◆ Document section ◆
Seeing as this was seriously impacting my ability to get work done I decided that I had two options: Reinstall Windows on my laptop (hey, it used to work just fine!) or call Microsoft support and make them fix the problem.

I figured a reinstall would take two days. Seriously! Making backups of important files takes several hours. Installing Windows take a few hours. Then, you’ve got to make sure all the drivers are installed correctly, restore your old files and download and reinstall all your software. It always takes me a few days to really get rolling with a new install.

Alternatively, I figured if I called Microsoft Support, even if I had to pay a couple hundred bucks for it, that in a matter of minutes, maybe a couple hours at most, they’d be able to find the problem and provide a fix. The time savings (and therefore the money savings) seemed obvious!

So, the first thing I did was call Windows support. Obviously this makes sense, I’m on a Windows operating system using a component that comes with Windows. Well, after about 10 minutes of trying to explain my problem to the support tech I finally had to break down and ask him if he’d ever even heard of IIS. His answer: No.

It turns out that despite the fact that Windows is shipped with IIS, IIS is a server product and you need to contact their Server support. When I found out the cost for this was $250 I nearly just reinstalled my laptop. However, I figured that I’d be guaranteed to run into the problem again within the next 6 months. I might as well pay the cash and learn the real solution to the problem.

It’s easy to bash Microsoft for products which have problems or support that may (or may not, as we will see) be miserable. However, after shelling out the cash things began to get interesting.

Over the span of a week and a half I spent many, many, hours on the phone with Rohan Makhija a Microsoft IIS/ASP.NET Support Engineer. One day I spent nearly ten hours on the phone with him. It turned out that Microsoft had not seen anything quite like this before. (Why do I always find the obscure bugs?! Am I secretly in QA or something?)

I use IIS Admin to allow multiple sites to run in IIS 5.1. Predictably, the first thing Rohan did was to remove all the extra sites from IIS. After that, we set the default site to point to the project I was working on and reproduced the problem and looked at the IIS logs. The logs showed that we were running into HTTP 403 errors when files were not loading.

◆ Supplied material ◆
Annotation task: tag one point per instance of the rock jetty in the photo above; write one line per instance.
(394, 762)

◆ Tasks to perform ◆
[a] Copy out the stretch of the IIS support account from "It’s easy to" through "to get interesting.".
[b] Answer these questions from the IIS support account:
(i) How long did the writer estimate a Windows reinstall would take?
(ii) What did Server support cost?
(iii) What errors did the IIS logs show when files were not loading?

◆ Solutions by task ◆
[a]
It’s easy to bash Microsoft for products which have problems or support that may (or may not, as we will see) be miserable. However, after shelling out the cash things began to get interesting.

[b]
(i) Two days
(ii) $250
(iii) HTTP 403 errors